**Testo da leggere**
= = = = =

LUIGI ACCATTOLI – testo trascritto dal nastro
Questa vuole essere un’occasione di dialogo con persone che si interrogano sui problemi e le sfide della famiglia, introdotta da uno che ha esperienza della vita di famiglia e che cerca di condurla da cristiano. L’interrogativo che mi è stato posto è se sia possibile un lavoro comune tra famiglie di diverso orientamento ideale e culturale; e se, nel condurre tale lavoro, si possa anche avere un confronto e uno scambio significativi tra la visione cristiana e quella laica della famiglia e della società.
La risposta è sì: ambedue le imprese sono fattibili; difficili certamente e senza garanzie sui risultati, come sempre in ambito familiare ed educativo; ma affrontabili. Più che un’opinione, questa è la risposta di chi ha sempre vissuto al confine tra ambiente cattolico e laico, affrontando quello che significa avere una famiglia numerosa in una grande città: 5 figli e due nipoti, a Roma].
Ovviamente io faccio riferimento alla mia esperienza, che è quella della metropoli mentre voi siete in un piccolo centro. Oggi gli ambienti di vita sono omologati dall’uso massiccio di televisione, internet, cellulari e così si può dire di “essere tutti nella stessa barca”, indipendentemente dal luogo dove si vive. Comunque voi dovrete sempre fare la trasposizione di quello che dico nel vostro ambiente.
Detto questo, se è sicuramente conveniente ovunque cercare la collaborazione tra famiglie di diverso orientamento, tale ricerca nella realtà di una grande città è addirittura obbligatoria, anzi inevitabile, dal momento che ricavare un luogo riparato e protetto dalle “correnti epocali” è ormai pressoché impossibile. Lo può forse tentare un single, non certo una coppia con figli.

= = = = =

**Da svolgere**
a – Elenca tutti i mezzi che, secondo il testo da leggere, rendono oggi omologati gli ambienti di vita.
b – Rispondi alle domande seguenti in base al testo da leggere.
(i) In quale città si trova la famiglia numerosa di cui parla chi interviene?
(ii) Nella realtà di una grande città, come viene definita la ricerca della collaborazione tra famiglie di diverso orientamento?
(iii) Chi, secondo il testo, può forse tentare di ricavare un luogo riparato dalle "correnti epocali"?

**Estratto dalla fonte**
= = = = =

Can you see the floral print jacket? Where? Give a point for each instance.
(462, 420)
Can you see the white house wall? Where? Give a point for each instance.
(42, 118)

= = = = =

**Esercizi svolti**
a – Televisione, internet, cellulari.

b –
(i) A Roma.
(ii) Obbligatoria, anzi inevitabile.
(iii) Un single.